The wild race card

July 31st, 2008 4:07 pm · 0 comments

Here’s Barack Obama in Missouri from CNN:

“Nobody really thinks that Bush or McCain have a real answer for the challenges we face,” Obama said at an appearance Wednesday in Springfield, Missouri. “So what they’re going to try to do is make you scared of me. You know, he’s not patriotic enough. He’s got a funny name. You know, he doesn’t look like all those other presidents on those dollar bills, you know. He’s risky.”

Here’s the John McCain campaign’s response, again from CNN:

“Barack Obama has played the race card, and he played it from the bottom of the deck. It’s divisive, negative, shameful and wrong,” McCain campaign manger Rick Davis said …

Truth is, we as Americans are in uncharted territory with this election. We as voters, members of the media, surrogates and both candidates have little idea of what’s acceptable to say when it comes to race now that we have for the first time in 230 years a minority candidate. Certain things are definitely off limits - Obama can’t call McCain “whitey” and McCain can’t call Obama the n-word - but when we get in the gray areas like what Obama said, it’s not real clear what’s okay. And the comments by Obama and the reaction by Davis is proof of just how unclear this area is.

__EXERCISE GOAL__
Transcribe the blog post on the race card in the 2008 presidential campaign in full, word for word.

__MATERIAL SHOWN__

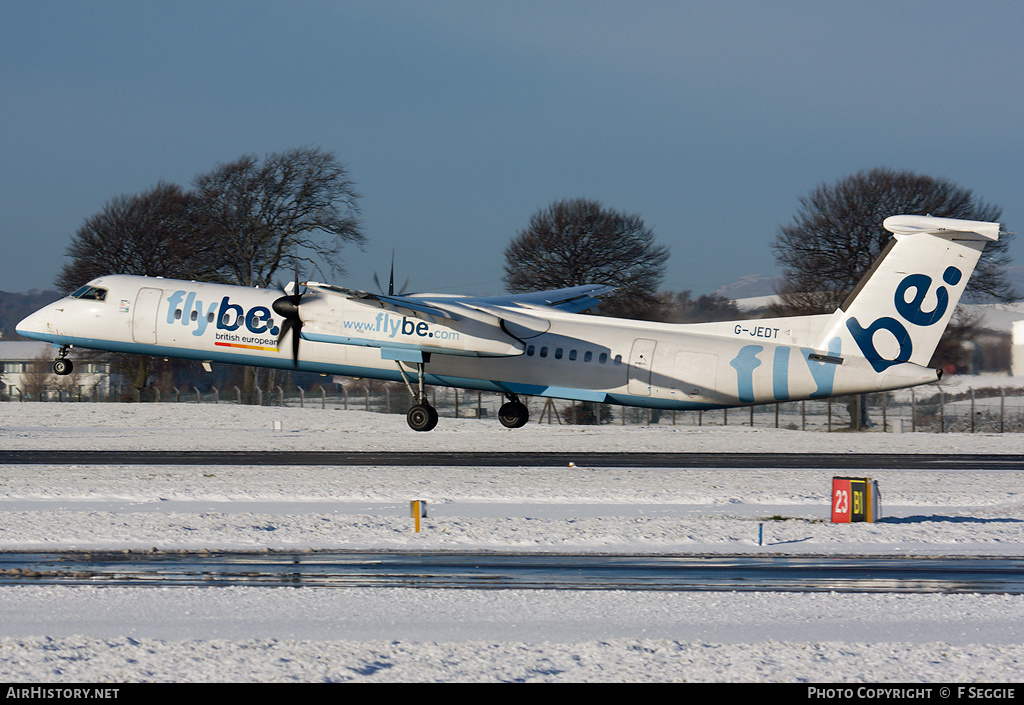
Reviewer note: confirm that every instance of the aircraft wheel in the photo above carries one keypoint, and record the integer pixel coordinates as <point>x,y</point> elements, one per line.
<point>513,414</point>
<point>422,417</point>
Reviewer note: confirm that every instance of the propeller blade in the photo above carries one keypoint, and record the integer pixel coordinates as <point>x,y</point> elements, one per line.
<point>288,307</point>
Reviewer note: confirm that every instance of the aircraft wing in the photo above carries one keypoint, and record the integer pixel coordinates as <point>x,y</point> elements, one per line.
<point>422,305</point>
<point>572,299</point>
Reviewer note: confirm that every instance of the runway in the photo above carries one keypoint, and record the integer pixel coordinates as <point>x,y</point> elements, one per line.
<point>842,461</point>
<point>518,571</point>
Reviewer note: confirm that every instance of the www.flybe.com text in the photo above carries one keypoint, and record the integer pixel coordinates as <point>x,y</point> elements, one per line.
<point>229,320</point>
<point>393,325</point>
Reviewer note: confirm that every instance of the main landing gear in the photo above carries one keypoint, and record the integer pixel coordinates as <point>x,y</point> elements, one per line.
<point>62,366</point>
<point>421,415</point>
<point>513,414</point>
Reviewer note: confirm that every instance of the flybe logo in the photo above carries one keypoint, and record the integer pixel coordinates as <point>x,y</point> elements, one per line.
<point>910,310</point>
<point>237,327</point>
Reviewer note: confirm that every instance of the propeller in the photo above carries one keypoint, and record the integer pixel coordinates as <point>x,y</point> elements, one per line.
<point>288,307</point>
<point>390,283</point>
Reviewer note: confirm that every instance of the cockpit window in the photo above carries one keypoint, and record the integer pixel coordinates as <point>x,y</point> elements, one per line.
<point>88,292</point>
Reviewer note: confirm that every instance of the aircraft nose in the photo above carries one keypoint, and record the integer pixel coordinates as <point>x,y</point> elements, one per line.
<point>36,324</point>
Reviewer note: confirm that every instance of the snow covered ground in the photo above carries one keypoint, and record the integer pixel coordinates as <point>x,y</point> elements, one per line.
<point>66,634</point>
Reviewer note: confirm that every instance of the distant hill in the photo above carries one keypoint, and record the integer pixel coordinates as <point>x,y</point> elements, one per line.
<point>13,307</point>
<point>749,286</point>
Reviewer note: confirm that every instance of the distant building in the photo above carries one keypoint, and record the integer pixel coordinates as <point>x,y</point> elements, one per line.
<point>26,374</point>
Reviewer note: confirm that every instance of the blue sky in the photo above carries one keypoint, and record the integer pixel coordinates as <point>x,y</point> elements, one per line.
<point>459,120</point>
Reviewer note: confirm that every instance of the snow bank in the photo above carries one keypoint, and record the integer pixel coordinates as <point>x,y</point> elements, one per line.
<point>239,634</point>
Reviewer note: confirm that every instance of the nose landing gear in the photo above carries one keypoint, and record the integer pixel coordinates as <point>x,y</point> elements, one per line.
<point>62,366</point>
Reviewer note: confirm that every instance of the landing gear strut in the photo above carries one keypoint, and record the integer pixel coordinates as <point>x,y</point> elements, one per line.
<point>513,414</point>
<point>62,366</point>
<point>421,415</point>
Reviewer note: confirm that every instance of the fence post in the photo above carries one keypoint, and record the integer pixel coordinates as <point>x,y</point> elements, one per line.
<point>972,410</point>
<point>913,410</point>
<point>1003,405</point>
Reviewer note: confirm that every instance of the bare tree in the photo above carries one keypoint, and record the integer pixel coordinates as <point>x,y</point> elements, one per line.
<point>837,235</point>
<point>577,242</point>
<point>264,214</point>
<point>153,234</point>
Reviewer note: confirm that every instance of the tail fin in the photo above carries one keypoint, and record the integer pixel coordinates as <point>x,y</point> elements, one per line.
<point>900,308</point>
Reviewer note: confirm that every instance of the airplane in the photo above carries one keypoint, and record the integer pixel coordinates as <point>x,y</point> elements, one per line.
<point>541,343</point>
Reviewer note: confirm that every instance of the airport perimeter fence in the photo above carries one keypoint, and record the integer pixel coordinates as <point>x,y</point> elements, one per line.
<point>931,409</point>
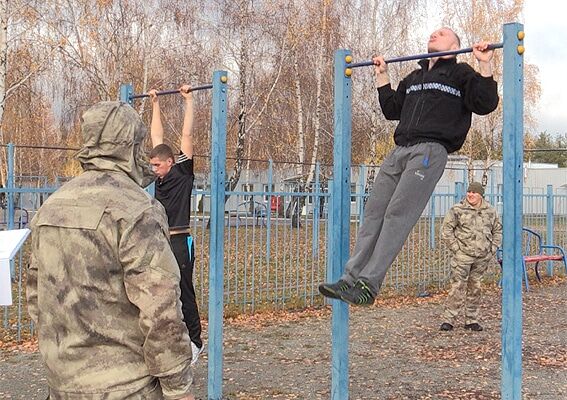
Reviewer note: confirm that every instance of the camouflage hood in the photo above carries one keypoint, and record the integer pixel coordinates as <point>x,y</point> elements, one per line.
<point>113,134</point>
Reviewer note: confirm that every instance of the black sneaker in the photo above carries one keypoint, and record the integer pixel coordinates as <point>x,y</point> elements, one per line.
<point>445,326</point>
<point>474,327</point>
<point>359,295</point>
<point>334,290</point>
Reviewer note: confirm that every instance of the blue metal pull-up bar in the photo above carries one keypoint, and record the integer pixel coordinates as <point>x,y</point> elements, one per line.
<point>172,91</point>
<point>424,55</point>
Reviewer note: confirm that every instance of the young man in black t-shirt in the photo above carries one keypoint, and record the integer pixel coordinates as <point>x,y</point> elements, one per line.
<point>173,189</point>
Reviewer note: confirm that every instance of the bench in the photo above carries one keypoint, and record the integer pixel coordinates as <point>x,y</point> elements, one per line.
<point>534,251</point>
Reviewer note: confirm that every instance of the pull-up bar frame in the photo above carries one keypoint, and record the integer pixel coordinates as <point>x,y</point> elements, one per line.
<point>512,133</point>
<point>424,55</point>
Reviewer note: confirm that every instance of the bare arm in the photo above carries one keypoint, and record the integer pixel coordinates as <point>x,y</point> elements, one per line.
<point>156,127</point>
<point>187,130</point>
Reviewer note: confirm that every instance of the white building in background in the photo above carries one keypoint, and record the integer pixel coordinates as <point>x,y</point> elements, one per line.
<point>284,183</point>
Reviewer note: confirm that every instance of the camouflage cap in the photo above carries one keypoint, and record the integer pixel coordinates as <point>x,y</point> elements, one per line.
<point>476,187</point>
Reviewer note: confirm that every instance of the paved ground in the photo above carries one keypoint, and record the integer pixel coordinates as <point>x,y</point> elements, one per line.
<point>396,352</point>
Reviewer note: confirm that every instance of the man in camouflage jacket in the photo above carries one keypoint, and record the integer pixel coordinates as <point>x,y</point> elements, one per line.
<point>473,233</point>
<point>103,284</point>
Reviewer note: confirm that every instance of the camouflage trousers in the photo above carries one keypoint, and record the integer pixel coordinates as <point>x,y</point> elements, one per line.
<point>466,275</point>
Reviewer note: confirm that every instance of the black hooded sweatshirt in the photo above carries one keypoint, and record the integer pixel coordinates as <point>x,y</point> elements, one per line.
<point>436,105</point>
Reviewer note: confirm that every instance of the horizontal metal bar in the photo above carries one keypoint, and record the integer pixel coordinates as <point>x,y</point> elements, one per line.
<point>172,91</point>
<point>424,55</point>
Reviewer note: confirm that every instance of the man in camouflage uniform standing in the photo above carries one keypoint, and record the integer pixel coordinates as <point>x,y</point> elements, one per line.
<point>103,284</point>
<point>473,232</point>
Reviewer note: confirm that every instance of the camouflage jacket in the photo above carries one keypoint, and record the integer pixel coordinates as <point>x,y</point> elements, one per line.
<point>476,232</point>
<point>103,283</point>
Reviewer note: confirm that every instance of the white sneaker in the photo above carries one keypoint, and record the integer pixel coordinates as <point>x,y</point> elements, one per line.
<point>196,352</point>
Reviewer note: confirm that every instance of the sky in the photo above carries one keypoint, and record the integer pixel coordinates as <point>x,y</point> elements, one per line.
<point>546,46</point>
<point>545,42</point>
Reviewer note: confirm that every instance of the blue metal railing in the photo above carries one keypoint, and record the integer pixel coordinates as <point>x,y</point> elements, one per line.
<point>269,263</point>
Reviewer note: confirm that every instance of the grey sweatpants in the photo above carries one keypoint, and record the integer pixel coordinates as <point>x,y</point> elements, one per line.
<point>401,191</point>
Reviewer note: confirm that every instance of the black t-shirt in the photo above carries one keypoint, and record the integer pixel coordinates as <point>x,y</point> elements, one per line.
<point>174,191</point>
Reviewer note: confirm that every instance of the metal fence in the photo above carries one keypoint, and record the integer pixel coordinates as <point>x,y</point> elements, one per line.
<point>276,237</point>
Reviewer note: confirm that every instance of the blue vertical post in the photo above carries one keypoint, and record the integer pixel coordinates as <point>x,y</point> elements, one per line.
<point>216,247</point>
<point>340,230</point>
<point>269,219</point>
<point>513,152</point>
<point>550,228</point>
<point>316,212</point>
<point>432,215</point>
<point>126,91</point>
<point>10,186</point>
<point>330,207</point>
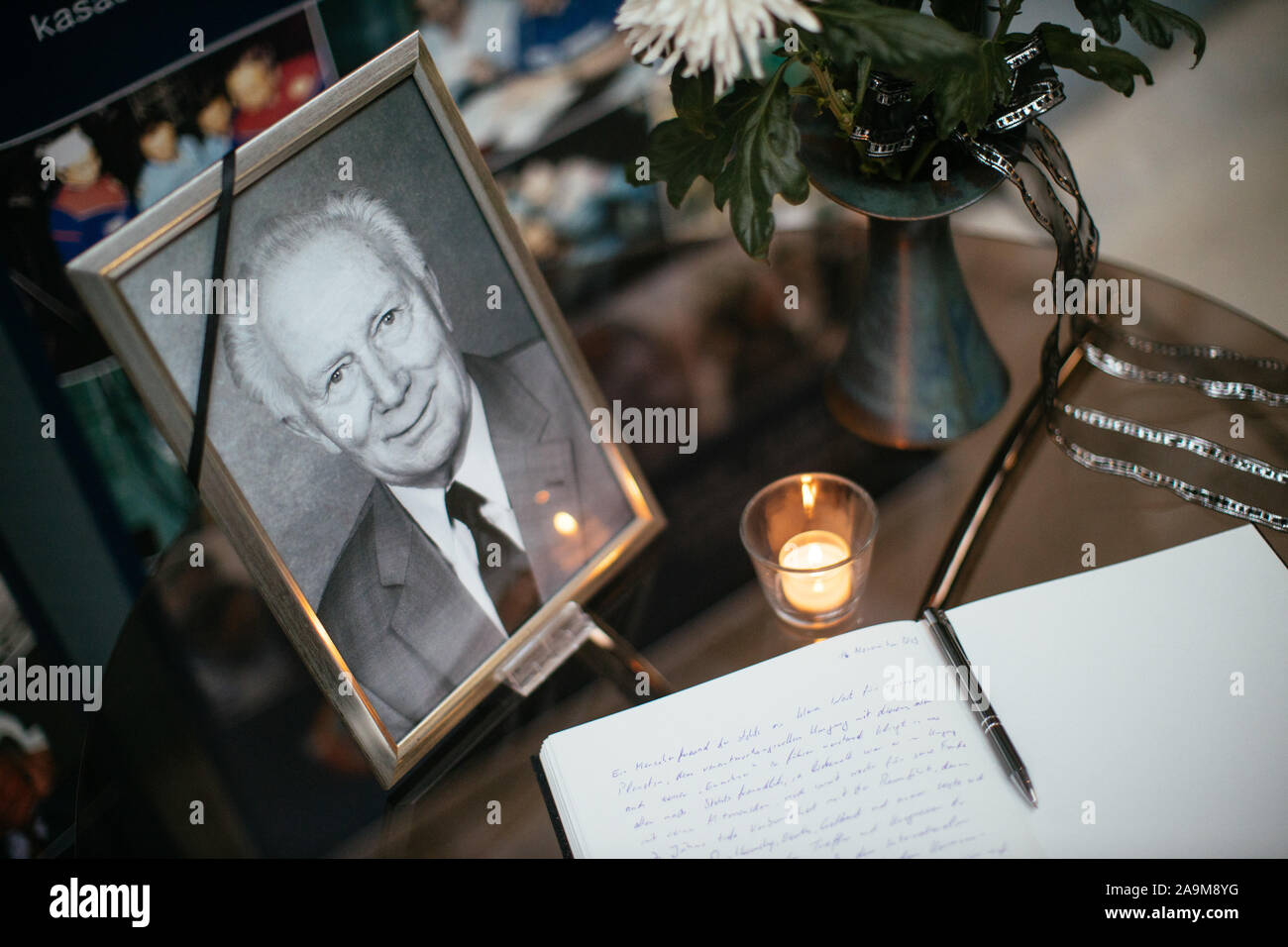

__FULL RESPONSE__
The wild race card

July 31st, 2008 4:07 pm · 0 comments

Here’s Barack Obama in Missouri from CNN:

“Nobody really thinks that Bush or McCain have a real answer for the challenges we face,” Obama said at an appearance Wednesday in Springfield, Missouri. “So what they’re going to try to do is make you scared of me. You know, he’s not patriotic enough. He’s got a funny name. You know, he doesn’t look like all those other presidents on those dollar bills, you know. He’s risky.”

Here’s the John McCain campaign’s response, again from CNN:

“Barack Obama has played the race card, and he played it from the bottom of the deck. It’s divisive, negative, shameful and wrong,” McCain campaign manger Rick Davis said …

Truth is, we as Americans are in uncharted territory with this election. We as voters, members of the media, surrogates and both candidates have little idea of what’s acceptable to say when it comes to race now that we have for the first time in 230 years a minority candidate. Certain things are definitely off limits - Obama can’t call McCain “whitey” and McCain can’t call Obama the n-word - but when we get in the gray areas like what Obama said, it’s not real clear what’s okay. And the comments by Obama and the reaction by Davis is proof of just how unclear this area is.